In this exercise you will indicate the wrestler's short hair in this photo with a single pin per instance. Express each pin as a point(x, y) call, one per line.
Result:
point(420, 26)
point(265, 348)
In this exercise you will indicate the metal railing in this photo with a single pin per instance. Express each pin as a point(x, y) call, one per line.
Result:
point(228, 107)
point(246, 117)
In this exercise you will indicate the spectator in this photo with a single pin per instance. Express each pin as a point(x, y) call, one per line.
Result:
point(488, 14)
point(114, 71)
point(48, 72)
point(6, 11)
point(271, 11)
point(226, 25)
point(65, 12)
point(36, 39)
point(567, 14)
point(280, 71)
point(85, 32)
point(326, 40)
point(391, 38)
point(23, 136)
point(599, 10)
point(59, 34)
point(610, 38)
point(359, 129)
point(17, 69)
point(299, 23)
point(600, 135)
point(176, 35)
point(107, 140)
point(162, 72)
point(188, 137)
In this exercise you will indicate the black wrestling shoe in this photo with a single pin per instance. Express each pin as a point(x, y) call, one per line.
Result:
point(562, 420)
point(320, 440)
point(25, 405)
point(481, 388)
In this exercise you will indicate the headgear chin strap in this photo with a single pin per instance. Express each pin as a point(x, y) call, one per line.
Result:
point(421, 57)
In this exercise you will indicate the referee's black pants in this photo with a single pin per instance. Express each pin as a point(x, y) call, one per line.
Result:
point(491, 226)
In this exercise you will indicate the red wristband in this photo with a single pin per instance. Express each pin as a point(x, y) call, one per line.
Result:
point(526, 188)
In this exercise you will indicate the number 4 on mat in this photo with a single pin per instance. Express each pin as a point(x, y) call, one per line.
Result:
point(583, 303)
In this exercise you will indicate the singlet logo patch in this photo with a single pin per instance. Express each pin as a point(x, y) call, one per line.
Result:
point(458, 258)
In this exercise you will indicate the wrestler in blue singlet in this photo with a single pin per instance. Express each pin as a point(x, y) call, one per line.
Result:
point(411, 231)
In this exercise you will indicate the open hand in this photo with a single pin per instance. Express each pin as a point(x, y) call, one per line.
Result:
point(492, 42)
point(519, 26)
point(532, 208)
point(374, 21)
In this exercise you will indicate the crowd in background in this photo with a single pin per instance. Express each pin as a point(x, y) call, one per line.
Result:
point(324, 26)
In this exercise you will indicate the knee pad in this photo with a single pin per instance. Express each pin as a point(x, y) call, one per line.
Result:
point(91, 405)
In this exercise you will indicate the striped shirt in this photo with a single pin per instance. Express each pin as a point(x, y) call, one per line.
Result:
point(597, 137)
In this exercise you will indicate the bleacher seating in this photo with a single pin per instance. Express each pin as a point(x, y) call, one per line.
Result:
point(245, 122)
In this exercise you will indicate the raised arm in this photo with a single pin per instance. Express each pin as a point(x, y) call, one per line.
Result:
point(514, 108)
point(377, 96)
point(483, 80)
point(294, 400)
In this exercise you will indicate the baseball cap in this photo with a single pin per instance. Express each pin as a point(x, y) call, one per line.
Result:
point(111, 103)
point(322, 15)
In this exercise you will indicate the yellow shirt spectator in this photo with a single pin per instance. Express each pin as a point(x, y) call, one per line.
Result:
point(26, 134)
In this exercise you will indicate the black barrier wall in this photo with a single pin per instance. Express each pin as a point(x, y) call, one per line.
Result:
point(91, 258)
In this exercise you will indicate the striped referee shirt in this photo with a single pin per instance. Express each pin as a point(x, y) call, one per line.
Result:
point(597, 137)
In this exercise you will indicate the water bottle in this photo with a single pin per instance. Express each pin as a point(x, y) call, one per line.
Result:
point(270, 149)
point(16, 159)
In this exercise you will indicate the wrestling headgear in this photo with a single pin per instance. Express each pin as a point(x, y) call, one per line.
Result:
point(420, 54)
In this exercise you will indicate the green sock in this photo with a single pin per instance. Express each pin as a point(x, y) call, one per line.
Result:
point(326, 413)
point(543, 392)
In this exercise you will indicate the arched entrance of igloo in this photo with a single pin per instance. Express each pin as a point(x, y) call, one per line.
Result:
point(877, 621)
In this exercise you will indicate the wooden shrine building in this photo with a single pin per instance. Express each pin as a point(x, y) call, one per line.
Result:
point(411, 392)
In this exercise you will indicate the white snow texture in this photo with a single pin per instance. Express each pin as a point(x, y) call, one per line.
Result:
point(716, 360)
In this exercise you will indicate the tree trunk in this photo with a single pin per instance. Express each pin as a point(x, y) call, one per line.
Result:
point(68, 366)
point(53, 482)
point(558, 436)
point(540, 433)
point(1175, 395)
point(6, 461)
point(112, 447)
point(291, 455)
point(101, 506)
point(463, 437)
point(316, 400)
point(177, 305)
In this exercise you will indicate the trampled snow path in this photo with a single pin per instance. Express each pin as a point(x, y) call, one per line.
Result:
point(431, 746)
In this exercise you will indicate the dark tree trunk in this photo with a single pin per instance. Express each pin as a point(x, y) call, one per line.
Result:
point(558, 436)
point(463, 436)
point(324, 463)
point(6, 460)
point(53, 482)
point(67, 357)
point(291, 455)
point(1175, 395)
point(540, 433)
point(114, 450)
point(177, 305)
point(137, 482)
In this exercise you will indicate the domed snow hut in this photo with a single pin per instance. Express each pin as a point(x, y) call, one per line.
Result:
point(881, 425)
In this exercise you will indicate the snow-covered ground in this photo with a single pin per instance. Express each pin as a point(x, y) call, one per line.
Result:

**TASK DESCRIPTION**
Rewrite every row above, switching each "pin" to "marker" and keeping everything else the same.

**RESPONSE TO THIS TASK**
In this exercise you will indicate the wrestler's short hair in this photo with a single marker per instance. Express each marker as a point(x, y) call, one per line.
Result:
point(420, 26)
point(265, 348)
In this exercise you will indicate the metal railing in this photo with a single marker per instance. Express each marker as a point(x, y) call, one per line.
Result:
point(228, 107)
point(246, 117)
In this exercise you will indicate the spectator in this photo with a single marker per instance. Express each marker as a point(x, y) call, one per line.
Result:
point(488, 14)
point(114, 71)
point(48, 72)
point(6, 11)
point(271, 11)
point(226, 25)
point(65, 12)
point(36, 39)
point(567, 14)
point(280, 71)
point(85, 32)
point(326, 40)
point(391, 38)
point(23, 136)
point(599, 10)
point(59, 34)
point(610, 38)
point(359, 129)
point(17, 69)
point(299, 23)
point(600, 135)
point(176, 35)
point(107, 140)
point(162, 72)
point(188, 137)
In this exercise you will indicate the black wrestling shoe in this photo with a single marker per instance. Express each marker as a point(x, y) call, one per line.
Result:
point(562, 420)
point(320, 440)
point(25, 405)
point(481, 388)
In this exercise you will indicate the headgear chin strap in this photo with a single marker per instance. Express each marker as a point(x, y) call, one per line.
Result:
point(421, 57)
In this exercise you will indicate the referee's black pants in this photo with a single marker per instance. Express each marker as a point(x, y) call, one per line.
Result:
point(491, 226)
In this exercise you will indicate the red wristband in this photo with a single marker per instance. Express each marker as a point(x, y) call, one per line.
Result:
point(526, 188)
In this exercise you will indicate the number 4 on mat in this photo with a single marker per instance. Express each marker as a point(x, y) call, one per line.
Result:
point(583, 303)
In this exercise you will indicate the singlet logo patch in this photo with a single marker per instance. Express each marker as a point(x, y) call, one per line.
Result:
point(458, 258)
In this exercise you will indicate the wrestler in blue singlet in this photo with a single marker per instance. Express each marker as a point(x, y) call, one per line.
Result:
point(411, 231)
In this exercise you will indicate the open hand in this photo with a single marker per instance. Express each marker as a point(x, y) call, one per line.
Result:
point(492, 42)
point(519, 26)
point(532, 208)
point(374, 21)
In this exercise you will indicate the crowd in background in this photo with a single marker per instance. Express each marker as a point(x, y) call, one per line.
Result:
point(324, 26)
In this exercise you will indicate the knee pad in this photo with a single marker per instance. Express each marker as a point(x, y) call, one per line.
Result:
point(91, 405)
In this exercise you will indicate the striped shirt in this photo with a single marker per instance. Express each marker as a point(x, y) call, one per line.
Result:
point(597, 137)
In this exercise you will indicate the bleacher seating in this photo with a single marker per instance. Express each marker as a point(x, y) call, one per line.
Result:
point(245, 122)
In this exercise you will indicate the raised arm in this photo with a single marker per instance. Express each marker as a point(x, y) call, one per line.
Result:
point(514, 108)
point(377, 96)
point(483, 80)
point(294, 400)
In this exercise you will indicate the baseball cap in this photo with a single marker per instance. Express each marker as a point(x, y) call, one per line.
Result:
point(111, 103)
point(322, 15)
In this exercise you will indicate the yellow shirt spectator in this photo with a single marker per instance. Express each marker as a point(x, y) call, one per line.
Result:
point(26, 134)
In this exercise you will indicate the black barrier wall in this photo with a single marker per instance. Express each marker as a point(x, y) call, one per line.
Result:
point(91, 258)
In this exercise you will indicate the striped referee shirt in this photo with a single marker per instance. Express each marker as a point(x, y) call, one per line.
Result:
point(597, 137)
In this exercise you will indicate the water bottle in this photo with a single marker per instance. Express each marker as a point(x, y) call, one per line.
Result:
point(270, 149)
point(16, 159)
In this exercise you will indicate the wrestling headgear in this photo with a single marker per instance. Express each marker as a point(x, y) call, one per line.
Result:
point(420, 54)
In this exercise you will indicate the green sock in this photo with a single marker per instance. Express each marker as a point(x, y) call, one per line.
Result:
point(326, 413)
point(543, 392)
In this exercise you will indicate the arched entrance of igloo in this photo with a single marker per instance. Express each marker as a point(x, y) call, one per line.
Result:
point(877, 621)
In this exercise you will indicate the wooden shrine building in this photo with a single marker per instance. Express each marker as a point(x, y) call, one per line.
Result:
point(411, 392)
In this exercise you will indicate the white snow texture in this photo with a single marker per instance. Express each marker as a point(x, y) call, one per line.
Result:
point(716, 360)
In this exercise you will indicate the tree trunk in this photo with a single marker per instance. Express each marker as a point(x, y) call, one per line.
Result:
point(68, 366)
point(53, 482)
point(558, 436)
point(540, 433)
point(1175, 395)
point(6, 461)
point(112, 447)
point(291, 455)
point(101, 506)
point(463, 437)
point(316, 400)
point(177, 305)
In this exercise you will indicate the trampled snow path in this photo with a single marker per instance. Express each marker as a point(x, y) call, one per line.
Result:
point(431, 746)
In this exercise you will indicate the dark tree trunk in this photo with a single marker per instance. Express each marker as a point(x, y) call, one per line.
Result:
point(558, 436)
point(463, 436)
point(324, 463)
point(6, 460)
point(53, 482)
point(67, 357)
point(291, 455)
point(1175, 395)
point(540, 433)
point(114, 450)
point(177, 305)
point(137, 482)
In this exercise you will indicate the domed snow hut in this photo with a single marker per instance. Express each marker as a point(x, y) call, one per line.
Result:
point(881, 425)
In this exercise you will indicate the snow-covered ground in this photo with a single marker per instance. Express each marker as a point(x, y) call, one per line.
Result:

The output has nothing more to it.